▸ **WORK ORDER**
The required output is every entry below, copied exactly.

[Point localization data]
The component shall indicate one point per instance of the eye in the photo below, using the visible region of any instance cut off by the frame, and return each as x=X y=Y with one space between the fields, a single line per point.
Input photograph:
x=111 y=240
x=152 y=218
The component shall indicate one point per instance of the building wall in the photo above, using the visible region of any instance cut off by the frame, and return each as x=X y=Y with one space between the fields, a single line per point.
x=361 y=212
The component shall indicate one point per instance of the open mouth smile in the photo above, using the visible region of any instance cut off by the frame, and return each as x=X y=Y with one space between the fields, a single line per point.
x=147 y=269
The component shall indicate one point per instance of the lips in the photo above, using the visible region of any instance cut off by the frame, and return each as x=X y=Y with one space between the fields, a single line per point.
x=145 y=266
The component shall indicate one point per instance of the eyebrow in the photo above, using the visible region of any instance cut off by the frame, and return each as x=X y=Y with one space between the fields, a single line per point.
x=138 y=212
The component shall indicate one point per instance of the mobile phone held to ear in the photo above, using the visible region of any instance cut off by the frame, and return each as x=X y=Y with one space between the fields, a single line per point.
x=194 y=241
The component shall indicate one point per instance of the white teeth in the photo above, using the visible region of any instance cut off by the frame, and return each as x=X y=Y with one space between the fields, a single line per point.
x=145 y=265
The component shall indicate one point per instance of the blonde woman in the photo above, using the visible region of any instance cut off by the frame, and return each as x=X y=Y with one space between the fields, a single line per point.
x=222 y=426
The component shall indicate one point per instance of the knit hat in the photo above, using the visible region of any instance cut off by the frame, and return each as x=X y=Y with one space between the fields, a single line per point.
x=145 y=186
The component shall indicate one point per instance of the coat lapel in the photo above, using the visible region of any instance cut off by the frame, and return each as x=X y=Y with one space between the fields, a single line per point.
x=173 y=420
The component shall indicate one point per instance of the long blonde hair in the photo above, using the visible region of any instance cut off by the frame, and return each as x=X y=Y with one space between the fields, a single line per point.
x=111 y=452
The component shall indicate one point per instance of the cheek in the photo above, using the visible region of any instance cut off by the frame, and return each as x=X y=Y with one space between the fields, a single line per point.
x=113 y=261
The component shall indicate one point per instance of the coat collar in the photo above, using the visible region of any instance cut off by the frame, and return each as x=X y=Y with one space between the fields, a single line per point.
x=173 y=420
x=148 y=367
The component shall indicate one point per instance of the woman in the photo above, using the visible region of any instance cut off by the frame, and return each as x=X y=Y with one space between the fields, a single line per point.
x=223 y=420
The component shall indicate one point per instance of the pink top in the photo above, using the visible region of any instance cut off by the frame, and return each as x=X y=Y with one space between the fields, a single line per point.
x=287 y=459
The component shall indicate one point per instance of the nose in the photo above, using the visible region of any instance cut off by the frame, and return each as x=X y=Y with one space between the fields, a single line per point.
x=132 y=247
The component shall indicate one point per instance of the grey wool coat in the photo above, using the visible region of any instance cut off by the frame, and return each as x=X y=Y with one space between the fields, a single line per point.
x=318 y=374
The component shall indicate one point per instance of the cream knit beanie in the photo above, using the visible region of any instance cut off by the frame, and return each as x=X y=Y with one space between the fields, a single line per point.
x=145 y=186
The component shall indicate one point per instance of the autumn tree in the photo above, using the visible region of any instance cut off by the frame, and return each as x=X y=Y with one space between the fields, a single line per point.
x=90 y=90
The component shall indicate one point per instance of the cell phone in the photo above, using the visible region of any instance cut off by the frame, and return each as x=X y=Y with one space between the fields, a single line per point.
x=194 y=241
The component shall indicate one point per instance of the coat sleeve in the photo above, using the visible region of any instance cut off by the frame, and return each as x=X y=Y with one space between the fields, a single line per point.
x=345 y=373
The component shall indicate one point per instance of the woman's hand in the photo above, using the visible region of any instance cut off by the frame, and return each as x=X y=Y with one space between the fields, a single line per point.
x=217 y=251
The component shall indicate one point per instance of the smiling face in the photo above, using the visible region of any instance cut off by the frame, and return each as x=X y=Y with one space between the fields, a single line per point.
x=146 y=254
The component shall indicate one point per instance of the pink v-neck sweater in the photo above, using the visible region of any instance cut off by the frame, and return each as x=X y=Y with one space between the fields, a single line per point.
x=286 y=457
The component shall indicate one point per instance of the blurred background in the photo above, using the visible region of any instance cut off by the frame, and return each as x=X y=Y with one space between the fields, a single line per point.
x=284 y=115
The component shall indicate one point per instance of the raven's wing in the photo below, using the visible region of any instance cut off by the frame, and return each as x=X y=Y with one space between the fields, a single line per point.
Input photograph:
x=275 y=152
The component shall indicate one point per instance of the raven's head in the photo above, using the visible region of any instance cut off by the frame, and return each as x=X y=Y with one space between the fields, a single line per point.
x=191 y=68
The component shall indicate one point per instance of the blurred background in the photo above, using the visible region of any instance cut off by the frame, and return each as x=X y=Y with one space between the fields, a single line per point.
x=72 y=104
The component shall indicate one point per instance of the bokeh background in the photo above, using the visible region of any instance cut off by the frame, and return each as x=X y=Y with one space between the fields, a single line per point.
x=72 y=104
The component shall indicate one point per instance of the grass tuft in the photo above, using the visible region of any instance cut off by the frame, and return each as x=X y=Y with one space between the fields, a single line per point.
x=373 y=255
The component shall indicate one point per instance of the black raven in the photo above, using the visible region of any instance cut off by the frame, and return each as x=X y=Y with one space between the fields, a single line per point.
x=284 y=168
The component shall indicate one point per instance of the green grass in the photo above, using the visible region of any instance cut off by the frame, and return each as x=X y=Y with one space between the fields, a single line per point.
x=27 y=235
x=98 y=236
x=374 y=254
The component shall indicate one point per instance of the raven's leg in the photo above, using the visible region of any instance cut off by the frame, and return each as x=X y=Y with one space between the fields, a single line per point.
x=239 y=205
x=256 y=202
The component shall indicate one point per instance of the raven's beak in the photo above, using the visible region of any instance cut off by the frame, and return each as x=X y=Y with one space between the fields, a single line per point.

▸ **SOLUTION FOR THIS EXERCISE**
The component shall indicate one point per instance of the eye in the photo below, using the visible region of any instance cut off by the frame, and return each as x=X y=Y with one space between the fields, a single line per point.
Input photograph:
x=111 y=240
x=152 y=218
The component shall indicate one point per instance of the building wall in the photo above, using the visible region of any instance cut off by the frame, and return each as x=X y=Y with one space between the fields, a single line per point.
x=361 y=212
The component shall indicate one point per instance of the open mouth smile in the photo above, using the visible region of any instance cut off by the frame, and return each as x=X y=Y with one space between the fields, a single line per point.
x=147 y=269
The component shall indicate one point per instance of the lips in the photo above, using the visible region of any instance cut off by the frame, and return each as x=X y=Y with one space between the fields, a single line per point.
x=145 y=266
The component shall indicate one point per instance of the eyebrow in the photo above, using the visible region of any instance cut off by the frame, and return each as x=X y=Y with one space between the fields, a single line per point.
x=138 y=212
The component shall indicate one point per instance of the mobile phone held to ear in the photo above, using the visible region of any instance cut off by the frame, and return each as x=X y=Y with one space between the fields, a single line per point.
x=194 y=241
The component shall indicate one point per instance of the white teeth in the photo above, using the visible region of any instance cut off by the frame, and return each as x=X y=Y with one space between the fields, a single line per point.
x=145 y=265
The component shall indicate one point per instance of the blonde woman in the photo above, using the visible region of any instance cut off by the frame, and return each as x=X y=Y with one space between the fields, a single line per point.
x=222 y=426
The component shall indicate one point per instance of the knit hat in the photo above, using the visible region of any instance cut off by the frame, and return each as x=X y=Y with one space between the fields, a single line per point.
x=145 y=186
The component shall indicate one point per instance of the coat lapel in the photo above, using the visible region of any instance cut off by the frame, and return each as x=X y=Y with one space between the fields, a single line per point.
x=173 y=420
The component shall indicate one point per instance of the long blonde hair in the photo above, using the visible region of any instance cut off by the frame, and return each as x=X y=Y with one space between the fields, a single line per point.
x=111 y=452
The component shall indicate one point per instance of the cheek in the photo above, using the visible region of any instance cut off by the frame, and return each as x=X y=Y with one space between the fields, a single line per point.
x=113 y=261
The component shall indicate one point per instance of the coat collar in the photo above, using the visible region of any instance cut off by the frame, and return each as x=X y=Y with one space between the fields, a single line per point.
x=173 y=420
x=148 y=367
The component shall indicate one point per instance of the woman in the photo above, using the visible region of any instance cut off by the frame, and return each as x=X y=Y with one space between the fields, a single line per point.
x=223 y=420
The component shall indicate one point per instance of the pink top in the photo above, using the visible region of any instance cut off by the frame, and return each as x=X y=Y with one space between the fields, a single line per point.
x=287 y=459
The component shall indicate one point per instance of the nose in the photo above, using the visible region of any instance cut off by the frame, and return each as x=X y=Y with one space between the fields, a single line per point.
x=132 y=247
The component shall indicate one point per instance of the grey wool coat in the photo above, using the visible region of any instance cut off by the frame, and return each as x=X y=Y with one space between the fields, a single line per point.
x=318 y=374
The component shall indicate one point per instance of the cream knit beanie in the photo above, using the visible region of any instance cut off by the frame, and return each as x=X y=Y with one space between the fields, a single line per point.
x=145 y=186
The component shall indicate one point per instance of the autumn tree in the photo above, using the visible region of any instance cut off by the frame, and return each as x=X y=Y with one space between the fields, a single line per point.
x=90 y=90
The component shall indicate one point per instance of the cell phone in the photo above, using the visible region of any instance cut off by the frame, and return each as x=X y=Y with one space between the fields, a single line per point.
x=194 y=241
The component shall indicate one point per instance of the coat sleeve in the photo above, using the visible region of any instance cut off by the frame, and return each as x=X y=Y with one space between the fields, a single line per point.
x=345 y=373
The component shall indicate one point per instance of the woman's hand in the photo above, using the visible region of any instance cut off by the frame, and return each as x=X y=Y with one space between the fields, a single line per point.
x=217 y=251
The component shall indicate one point per instance of the smiling face in the photo above, using the visible region of any instance cut off by the frame, and return each as x=X y=Y with one space between the fields, a single line per point.
x=146 y=254
The component shall indicate one point per instance of the pink v-neck sweater in the photo above, using the visible region of any instance cut off by the frame, and return each as x=X y=Y with one space between the fields, a single line per point.
x=286 y=457
The component shall indicate one point per instance of the blurred background in the photo above, using the visible region of any instance cut off by the frame, and return each as x=X y=Y with one space between the fields, a single line per point.
x=284 y=115
The component shall indicate one point per instance of the raven's wing in the photo below, using the visible region of any instance cut off by the frame, and return each as x=X y=Y with one space between the fields, a single line per point.
Input photograph:
x=275 y=152
The component shall indicate one point per instance of the raven's head in the photo above, using the visible region of any instance cut off by the frame, and return each as x=X y=Y with one space between the fields, a single line per point.
x=191 y=68
The component shall indicate one point per instance of the blurred background in the photo above, using the visible region of any instance cut off by the frame, and return each as x=X y=Y with one space between the fields, a single line per point.
x=72 y=104
The component shall indicate one point per instance of the bokeh background in the photo above, using the visible region of any instance cut off by the frame, and return each as x=X y=Y with one space between the fields, a single line per point.
x=72 y=104
The component shall indicate one point per instance of the grass tuft in the photo above, using the visible region of any instance cut off by the frame, and return each as x=X y=Y with one space between the fields, a single line per point.
x=373 y=255
The component shall indicate one point per instance of the black raven in the photo above, using the visible region of any instance cut off by the frame, and return each as x=X y=Y with one space between the fields, a single line per point.
x=284 y=168
The component shall indicate one point per instance of the green grass in the photo above, using the visible region of any instance cut off by the frame, and return each as x=X y=Y with one space between the fields, a single line per point.
x=27 y=235
x=98 y=236
x=374 y=254
The component shall indicate one point per instance of the raven's leg in the photo above, using the visible region of any instance cut off by the frame, and return each as x=X y=Y with one space between the fields, a single line per point.
x=239 y=205
x=256 y=202
The component shall indicate one point per instance of the raven's beak in the photo above, using the visible region of any instance cut off by the frame, and return each as x=X y=Y with one space between the fields, a single line per point.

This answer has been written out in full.